**DATA LISTING:**

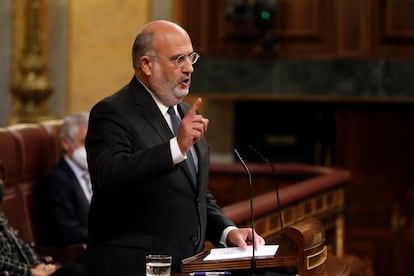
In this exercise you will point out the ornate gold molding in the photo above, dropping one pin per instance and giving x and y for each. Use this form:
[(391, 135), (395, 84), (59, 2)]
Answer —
[(30, 86)]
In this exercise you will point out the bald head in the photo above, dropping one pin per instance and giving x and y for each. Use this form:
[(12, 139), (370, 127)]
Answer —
[(154, 36)]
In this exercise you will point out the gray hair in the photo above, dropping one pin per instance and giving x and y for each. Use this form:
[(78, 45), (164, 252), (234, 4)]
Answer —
[(72, 124), (144, 42)]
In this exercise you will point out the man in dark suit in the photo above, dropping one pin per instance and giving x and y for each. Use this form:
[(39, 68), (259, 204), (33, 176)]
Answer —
[(145, 199), (63, 197)]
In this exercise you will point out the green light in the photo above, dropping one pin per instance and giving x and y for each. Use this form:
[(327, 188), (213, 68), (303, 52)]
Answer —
[(265, 15)]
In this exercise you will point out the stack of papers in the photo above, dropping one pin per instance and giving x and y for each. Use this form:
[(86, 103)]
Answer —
[(237, 253)]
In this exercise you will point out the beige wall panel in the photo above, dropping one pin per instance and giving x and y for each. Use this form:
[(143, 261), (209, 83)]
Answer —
[(101, 34)]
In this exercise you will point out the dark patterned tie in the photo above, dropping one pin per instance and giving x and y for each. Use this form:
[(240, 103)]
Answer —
[(175, 122)]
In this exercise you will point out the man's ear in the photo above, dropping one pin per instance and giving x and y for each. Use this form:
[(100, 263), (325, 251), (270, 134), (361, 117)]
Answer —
[(146, 65)]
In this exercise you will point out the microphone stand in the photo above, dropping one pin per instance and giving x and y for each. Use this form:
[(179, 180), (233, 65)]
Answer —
[(253, 259), (266, 160)]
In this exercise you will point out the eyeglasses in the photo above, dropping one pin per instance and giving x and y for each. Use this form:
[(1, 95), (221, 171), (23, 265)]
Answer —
[(180, 60)]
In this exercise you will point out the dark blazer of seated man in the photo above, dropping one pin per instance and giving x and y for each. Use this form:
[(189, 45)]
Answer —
[(63, 197), (16, 256)]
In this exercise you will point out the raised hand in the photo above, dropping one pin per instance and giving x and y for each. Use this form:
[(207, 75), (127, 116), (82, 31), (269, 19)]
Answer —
[(192, 128)]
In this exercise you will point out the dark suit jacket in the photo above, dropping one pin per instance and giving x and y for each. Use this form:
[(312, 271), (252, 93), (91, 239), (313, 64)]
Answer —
[(62, 208), (142, 203)]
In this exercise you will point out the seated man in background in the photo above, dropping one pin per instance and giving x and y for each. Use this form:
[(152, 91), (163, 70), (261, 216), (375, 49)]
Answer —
[(16, 256), (63, 197)]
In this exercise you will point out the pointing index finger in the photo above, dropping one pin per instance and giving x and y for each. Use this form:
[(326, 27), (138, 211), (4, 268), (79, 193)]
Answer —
[(195, 106)]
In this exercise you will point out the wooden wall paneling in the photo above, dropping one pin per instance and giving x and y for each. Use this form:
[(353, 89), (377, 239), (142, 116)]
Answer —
[(375, 143), (393, 29), (300, 29), (354, 26)]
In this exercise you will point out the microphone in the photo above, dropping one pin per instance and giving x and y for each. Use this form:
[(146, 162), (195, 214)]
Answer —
[(266, 160), (253, 260)]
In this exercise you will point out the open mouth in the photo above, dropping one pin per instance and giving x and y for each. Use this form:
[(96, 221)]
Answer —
[(186, 82)]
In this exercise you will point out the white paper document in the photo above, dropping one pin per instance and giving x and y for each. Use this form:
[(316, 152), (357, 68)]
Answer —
[(236, 253)]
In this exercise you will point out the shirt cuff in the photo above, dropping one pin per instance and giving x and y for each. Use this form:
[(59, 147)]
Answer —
[(176, 153), (223, 239)]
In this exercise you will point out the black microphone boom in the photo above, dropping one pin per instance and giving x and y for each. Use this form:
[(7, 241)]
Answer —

**PROBLEM REQUIREMENTS:** Could you turn the records above into a Markdown table with the columns "Row" and "Content", giving each non-blank line its own numbered row and leaving out the pictures?

**FINISHED EXERCISE:**
| Row | Content |
|---|---|
| 1 | In this exercise you will point out the ornate gold molding in the photo above, dropping one pin per instance and giving x and y for each. Use this form: |
| 2 | [(391, 135), (395, 84), (59, 2)] |
| 3 | Answer — |
| 4 | [(30, 86)] |
| 5 | In this exercise you will point out the bald head in the photo above, dropping one pin per instance and giving x and y for each. Use this form: |
| 6 | [(12, 139), (370, 127)] |
| 7 | Answer — |
| 8 | [(154, 36)] |
| 9 | In this exercise you will point out the gray hair in the photo above, dropping one pin per instance and giving x and y for each. Use this form: |
| 10 | [(78, 45), (164, 252), (234, 4)] |
| 11 | Answer — |
| 12 | [(72, 124), (144, 42)] |
| 13 | In this exercise you will point out the man in dark suit in the photo above, dropping one pin per instance and giving x and y for each. Use this form: |
| 14 | [(39, 68), (259, 204), (33, 176)] |
| 15 | Answer — |
| 16 | [(145, 199), (63, 197)] |
| 17 | In this exercise you will point out the green light in the photo above, dropping one pin per instance and giving x and y for each. Use this form: |
| 18 | [(327, 188), (213, 68), (303, 52)] |
| 19 | Answer — |
| 20 | [(265, 15)] |
| 21 | In this exercise you will point out the stack of papers in the photo above, dropping one pin per instance and giving x and y for each. Use this form: |
| 22 | [(86, 103)] |
| 23 | Answer — |
| 24 | [(237, 253)] |
| 25 | In this exercise you will point out the beige wall panel in the photo above, dropping one pin per instance and giving x and y for each. Use this form: |
| 26 | [(143, 261), (209, 83)] |
| 27 | Answer — |
| 28 | [(101, 34)] |
| 29 | In this exercise you will point out the dark patterned tie in the photo above, dropping one pin per instance and giving x and y for each. Use this form: |
| 30 | [(240, 103)] |
| 31 | Answer — |
| 32 | [(175, 122)] |
| 33 | In this exercise you will point out the man's ear in the photo above, dropping one pin per instance and giving x and y for each. Use this form: |
| 34 | [(100, 263), (325, 251), (270, 134), (361, 117)] |
| 35 | Answer — |
| 36 | [(146, 65)] |
| 37 | In this exercise you will point out the microphone stand in the photo above, dropping one pin per instance and giving x and y for each. Use this form: |
| 38 | [(179, 180), (233, 65)] |
| 39 | Answer — |
| 40 | [(253, 259), (266, 160)] |
| 41 | In this exercise you will point out the eyeglasses in the photo above, dropping one pin per instance and giving x and y for each. Use this form: |
| 42 | [(1, 95), (221, 171), (23, 265)] |
| 43 | Answer — |
| 44 | [(180, 60)] |
| 45 | In this exercise you will point out the dark blazer of seated man in the photo above, dropping one pin per instance and giving x and y for each. Use this form: |
| 46 | [(189, 45)] |
| 47 | Answer — |
| 48 | [(63, 197), (16, 256)] |
| 49 | In this exercise you will point out the raised hand in the photo above, dropping one pin per instance and giving x and y for each. Use this form: |
| 50 | [(207, 75), (127, 116), (82, 31), (269, 19)] |
| 51 | Answer — |
| 52 | [(192, 128)] |
| 53 | In this exercise you will point out the dark suit jacket in the photo above, dropping one pin per instance and giving x and y for each. Use this form: |
| 54 | [(312, 271), (252, 93), (91, 239), (313, 64)] |
| 55 | Answer — |
| 56 | [(62, 208), (142, 203)] |
| 57 | In this exercise you will point out the seated man in background in the photo above, dropping one pin per instance and giving x and y for each. Use this form: |
| 58 | [(152, 91), (163, 70), (261, 216), (375, 49)] |
| 59 | Answer — |
| 60 | [(16, 256), (63, 197)] |
| 61 | In this exercise you will point out the pointing index finger in the photo above, dropping one pin per instance and giving x and y for each. Use this form: |
| 62 | [(326, 27), (138, 211), (4, 268), (79, 193)] |
| 63 | Answer — |
| 64 | [(195, 106)] |
| 65 | In this exercise you will point out the wooden wall paneling in the photo above, dropping one pin per instance and giving x and y for each. Use this form: |
| 66 | [(353, 89), (377, 239), (142, 116)] |
| 67 | Answer — |
| 68 | [(375, 143), (393, 29), (300, 29), (354, 26)] |
| 69 | In this exercise you will point out the microphone in the photo above, dropping one pin per instance and giving x and y for each. Use this form: |
| 70 | [(146, 162), (195, 214)] |
| 71 | Answer — |
| 72 | [(266, 160), (253, 260)] |
| 73 | In this exercise you will point out the open mouth in the photo above, dropping one pin per instance and giving x and y for each. Use this form: |
| 74 | [(96, 221)] |
| 75 | Answer — |
| 76 | [(186, 82)] |
| 77 | In this exercise you will point out the white paper document in the photo above, dropping one pin per instance and giving x and y for each. Use this form: |
| 78 | [(316, 152), (357, 68)] |
| 79 | Answer — |
| 80 | [(236, 253)] |
| 81 | In this exercise you will point out the shirt cuff in the photo above, dropping one pin per instance and giving x and y for each. Use this form: |
| 82 | [(59, 147)] |
| 83 | Answer — |
| 84 | [(176, 153), (223, 239)] |
| 85 | In this exercise you will point out the black microphone boom in the photo above, dropping one pin per instance and giving x and y for each. Use this form: |
| 86 | [(7, 241)] |
| 87 | Answer — |